* _STUDY QUESTIONS_
(a) According to the text on gum disease, how often should you have dental check-ups at a minimum?
(b) Return the part of the gum disease text from "Periodontal disease can" to "of the gums)", copied word for word.

What are gum diseases and how can they be prevented?

Oral health is crucial to our overall health. Unfortunately, many patients do not prioritise good oral hygiene and forget to visit the dentist regularly. Gingivitis and periodontitis can have serious consequences, leading to tooth loss and serious health complications. So what should you know about gum disease and how to prevent it? 

Marginal gingiva, gingiva proper, papilla

The periodontium is divided into the soft part, the gingiva, and the hard part, the alveolar (process) bone and root cementum.

The gingiva is part of the oral mucosa. We distinguish between the marginal gingiva (which surrounds the crowns in the cervical area), the attached gingiva (i.e. the gingiva proper) and the interdental gingiva, or papilla.

Periodontal disease can be caused by a variety of factors, both external and internal. External factors include parafunctions, malocclusion and plaque, among others. Internal factors include problems with the immune system, HIV, pregnancy, hyper- or hypothyroidism and other diseases.

Gum disease – what is it?

Gum disease, otherwise known as periodontal disease, is an inflammatory condition that can lead to damage to the soft tissues and bones that support the teeth. There are different types of gum disease, such as gingivitis – inflammation of the gums, and periodontitis – inflammation of the periodontium. Symptoms of gum disease may include red, swollen, painful or bleeding gums, exposed tooth necks, loosening of teeth.

Gingivitis (inflammation of the gums)

Gingivitis, or inflammation of the gums, is the initial phase of periodontal disease. It is characterised by redness, swelling and bleeding of the gums, especially during probing, brushing or flossing. It often does not cause pain, which can make early detection difficult. Gingival inflammation, unlike periodontitis, is reversible. However, if not treated properly and in a timely manner, it can lead to more serious periodontal diseases such as periodontitis, which can result in tooth loss.


Periodontitis is an inflammation of the periodontium that develops from untreated inflammation of the gums, such as gingivitis. In this case, the inflammation spreads below the gum line, leading to the formation of inflammatory pockets and the gradual destruction of the tissues and bone supporting the teeth. Symptoms of periodontitis include intense bleeding of the gums, soreness, bad breath and loose and displaced teeth. Without proper treatment, periodontitis can lead to tooth loss and affect overall health, raising the risk of problems such as heart disease and diabetes.

Consequences of untreated gum disease

Untreated gum disease can lead to a number of serious health problems. Tooth loss, infections and even serious circulatory problems are possible. In addition, studies have shown a link between gum disease and other diseases, such as diabetes and heart disease.

Prevention of gum disease

Gum disease can be prevented by maintaining good oral hygiene. This includes regular brushing, flossing and using mouthwash. Dental check-ups are also important. Regular consultations (at least once a year) help monitor periodontal health and detect any problems early. A healthy lifestyle, including a healthy diet and avoidance of stimulants also contribute to the prevention of gum disease.

In summary, periodontal diseases such as gingivitis or periodontitis are common health problems. Their effects can be serious, affecting not only oral health but also general health. It is therefore worth ensuring good oral hygiene, making regular visits to the dentist and keeping a healthy lifestyle to significantly reduce the risk of such diseases.

* _INFORMATION SHOWN_
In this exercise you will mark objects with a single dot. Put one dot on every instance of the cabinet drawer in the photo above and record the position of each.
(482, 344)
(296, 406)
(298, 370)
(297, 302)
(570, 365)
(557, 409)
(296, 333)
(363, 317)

* _ANSWERS TO THE TASKS_
(a) At least once a year.

(b)
Periodontal disease can be caused by a variety of factors, both external and internal. External factors include parafunctions, malocclusion and plaque, among others. Internal factors include problems with the immune system, HIV, pregnancy, hyper- or hypothyroidism and other diseases.

Gum disease – what is it?

Gum disease, otherwise known as periodontal disease, is an inflammatory condition that can lead to damage to the soft tissues and bones that support the teeth. There are different types of gum disease, such as gingivitis – inflammation of the gums, and periodontitis – inflammation of the periodontium. Symptoms of gum disease may include red, swollen, painful or bleeding gums, exposed tooth necks, loosening of teeth.

Gingivitis (inflammation of the gums)